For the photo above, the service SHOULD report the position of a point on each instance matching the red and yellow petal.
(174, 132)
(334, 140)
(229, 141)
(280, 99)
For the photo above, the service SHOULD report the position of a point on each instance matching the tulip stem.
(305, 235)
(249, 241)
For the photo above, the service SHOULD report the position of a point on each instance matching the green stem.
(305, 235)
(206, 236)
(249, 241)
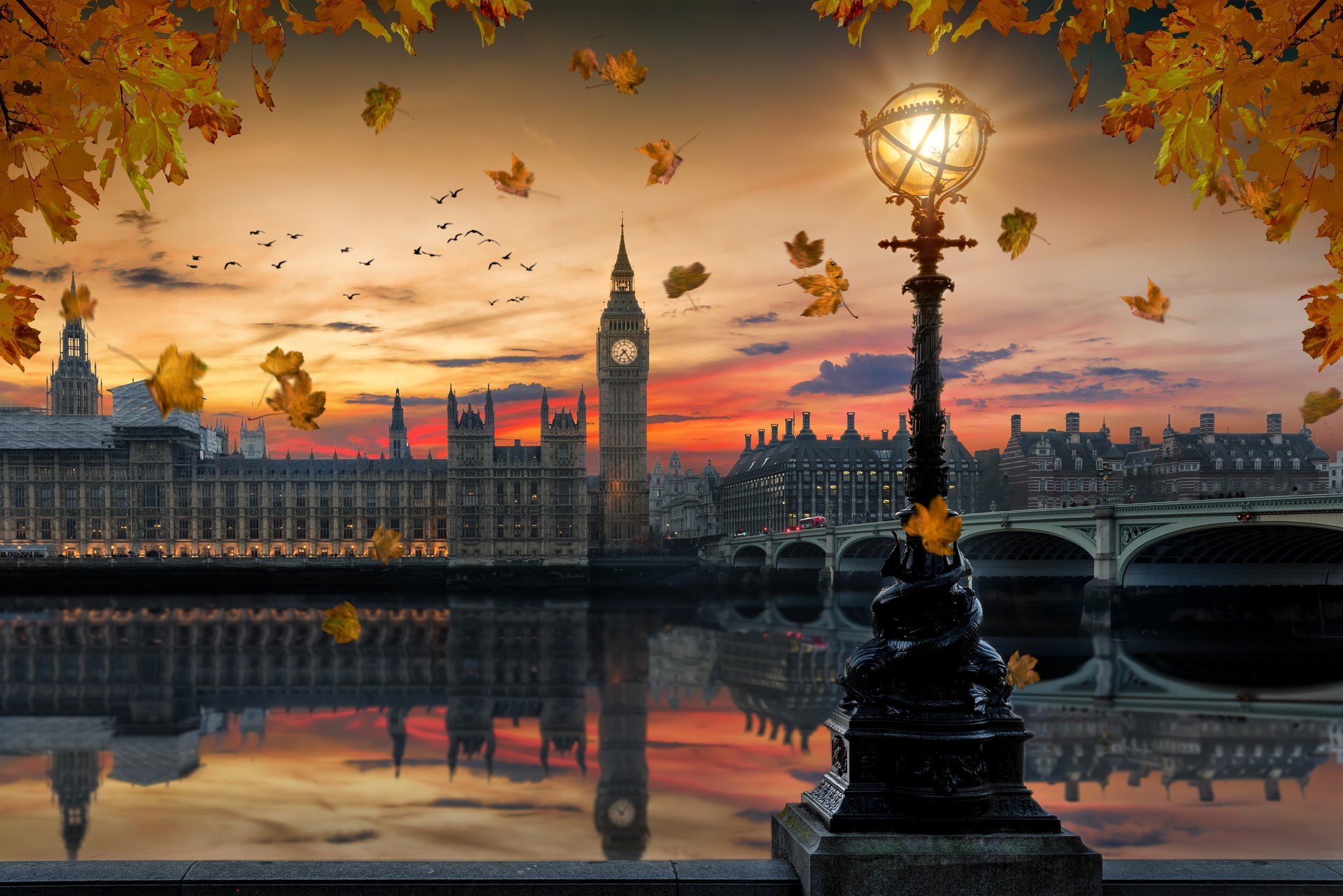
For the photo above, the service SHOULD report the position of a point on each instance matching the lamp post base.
(932, 864)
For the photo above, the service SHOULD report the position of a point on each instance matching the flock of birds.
(418, 250)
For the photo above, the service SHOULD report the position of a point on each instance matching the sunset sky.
(772, 96)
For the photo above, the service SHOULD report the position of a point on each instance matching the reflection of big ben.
(621, 813)
(622, 376)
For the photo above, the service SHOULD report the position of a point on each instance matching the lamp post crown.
(927, 143)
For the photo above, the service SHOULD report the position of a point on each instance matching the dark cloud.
(862, 374)
(356, 328)
(765, 348)
(140, 220)
(1036, 376)
(683, 418)
(162, 280)
(504, 359)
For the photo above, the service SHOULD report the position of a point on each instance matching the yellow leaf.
(1153, 306)
(665, 162)
(1319, 405)
(516, 182)
(297, 399)
(76, 305)
(585, 62)
(281, 364)
(804, 254)
(1021, 671)
(341, 623)
(386, 544)
(827, 287)
(934, 527)
(623, 71)
(382, 105)
(173, 383)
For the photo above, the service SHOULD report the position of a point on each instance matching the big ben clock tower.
(622, 376)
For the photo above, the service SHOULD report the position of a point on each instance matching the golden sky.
(321, 788)
(772, 96)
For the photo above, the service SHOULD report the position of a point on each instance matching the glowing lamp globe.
(927, 141)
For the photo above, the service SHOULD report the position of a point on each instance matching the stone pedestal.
(876, 862)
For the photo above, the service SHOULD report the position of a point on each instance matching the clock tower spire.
(622, 375)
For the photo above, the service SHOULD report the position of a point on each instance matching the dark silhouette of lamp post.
(924, 739)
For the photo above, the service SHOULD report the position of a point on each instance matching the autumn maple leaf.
(1153, 306)
(623, 71)
(934, 527)
(382, 105)
(1321, 405)
(516, 182)
(173, 383)
(341, 623)
(1018, 227)
(281, 364)
(804, 254)
(1021, 671)
(297, 399)
(17, 339)
(585, 62)
(683, 280)
(78, 304)
(827, 287)
(386, 544)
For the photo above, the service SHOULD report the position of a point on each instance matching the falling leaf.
(382, 105)
(297, 399)
(623, 71)
(934, 527)
(1017, 229)
(804, 254)
(1154, 306)
(76, 305)
(1021, 671)
(1323, 340)
(281, 364)
(17, 340)
(387, 544)
(173, 383)
(665, 162)
(341, 623)
(683, 280)
(826, 287)
(1319, 405)
(516, 182)
(585, 62)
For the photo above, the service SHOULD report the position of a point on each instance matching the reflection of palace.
(143, 687)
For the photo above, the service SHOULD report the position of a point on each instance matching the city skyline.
(1041, 335)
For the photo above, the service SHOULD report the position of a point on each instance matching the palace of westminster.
(83, 483)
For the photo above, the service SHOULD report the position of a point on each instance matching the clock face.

Exercise instructions: Rewrite all of the rows above as a numbered list, skipping blank lines and leaving out the pictures.

Exercise response:
1. For the photo above, the service SHOULD report the position of a point on each instance matching the red and yellow petal.
2. (174, 132)
3. (334, 140)
4. (229, 141)
5. (280, 99)
6. For the photo above, the service SHOULD report the position of a point on each instance matching the tulip stem.
7. (305, 235)
8. (249, 241)
9. For the photo above, the service SHOULD report the position of a point on each instance matching the green stem.
10. (305, 235)
11. (206, 236)
12. (249, 241)
13. For the photo above, the service SHOULD report the position of a point on each instance matching the lamp post base.
14. (932, 864)
15. For the photo above, the service SHOULD report the position of a point on each instance matching the flock of birds.
16. (418, 250)
17. For the photo above, the service SHOULD report the position of a point on each instance matching the sunset sky.
18. (772, 96)
19. For the photo above, the service SHOULD report the position of a point on each instance matching the reflection of big ben.
20. (621, 813)
21. (622, 376)
22. For the photo above, the service SHOULD report the position of a point on each instance matching the lamp post crown.
23. (927, 143)
24. For the photo above, the service SHOULD report the position of a point on each instance matching the dark cloud.
25. (862, 374)
26. (356, 328)
27. (765, 348)
28. (140, 220)
29. (1036, 376)
30. (683, 418)
31. (162, 280)
32. (504, 359)
33. For the photo above, the service SHOULD report the position of a point on each instance matching the yellow leaf.
34. (1153, 306)
35. (665, 162)
36. (1319, 405)
37. (516, 182)
38. (297, 399)
39. (76, 305)
40. (585, 62)
41. (281, 364)
42. (804, 254)
43. (1021, 671)
44. (341, 623)
45. (386, 544)
46. (827, 287)
47. (934, 527)
48. (623, 71)
49. (382, 105)
50. (173, 383)
51. For the photo above, the service SHOULD report the position of a point on each instance matching the big ben clock tower.
52. (622, 376)
53. For the photo above, the service SHOULD report the position of a point on each instance matching the golden sky.
54. (321, 788)
55. (772, 96)
56. For the photo above, the service SHOULD report the position of a point on each instance matching the glowing lamp globe.
57. (927, 141)
58. For the photo above, the service SHOULD report the position of a point on each instance matching the stone pedestal.
59. (876, 862)
60. For the photo above, the service SHOULD report the position of a point on each instance matching the clock tower spire.
61. (622, 375)
62. For the photo above, the service SHOULD report the position of a point on each instance matching the dark silhouette of lamp post.
63. (924, 739)
64. For the photo above, the service SHOULD report the position of a point on each instance matching the autumn maple leaf.
65. (1153, 306)
66. (623, 71)
67. (934, 527)
68. (382, 105)
69. (1321, 405)
70. (516, 182)
71. (173, 383)
72. (341, 623)
73. (1018, 227)
74. (281, 364)
75. (804, 254)
76. (1021, 671)
77. (297, 399)
78. (17, 339)
79. (585, 62)
80. (683, 280)
81. (78, 304)
82. (827, 287)
83. (386, 544)
84. For the photo above, the service SHOULD report the position of a point on each instance matching the falling leaf.
85. (382, 105)
86. (297, 399)
87. (623, 71)
88. (934, 527)
89. (1017, 229)
90. (804, 254)
91. (1154, 306)
92. (76, 305)
93. (1021, 671)
94. (1323, 340)
95. (281, 364)
96. (17, 340)
97. (387, 544)
98. (173, 383)
99. (665, 162)
100. (341, 623)
101. (683, 280)
102. (826, 287)
103. (1319, 405)
104. (516, 182)
105. (585, 62)
106. For the photo above, the service SHOULD report the position of a point on each instance matching the reflection of palace.
107. (143, 687)
108. For the photo above, the service SHOULD report the position of a point on each instance matching the city skyline.
109. (1041, 335)
110. For the photo above, the service SHOULD report the position of a point on each instance matching the palace of westminster.
111. (83, 483)
112. For the photo above, the service SHOULD report the position of a point on each instance matching the clock face.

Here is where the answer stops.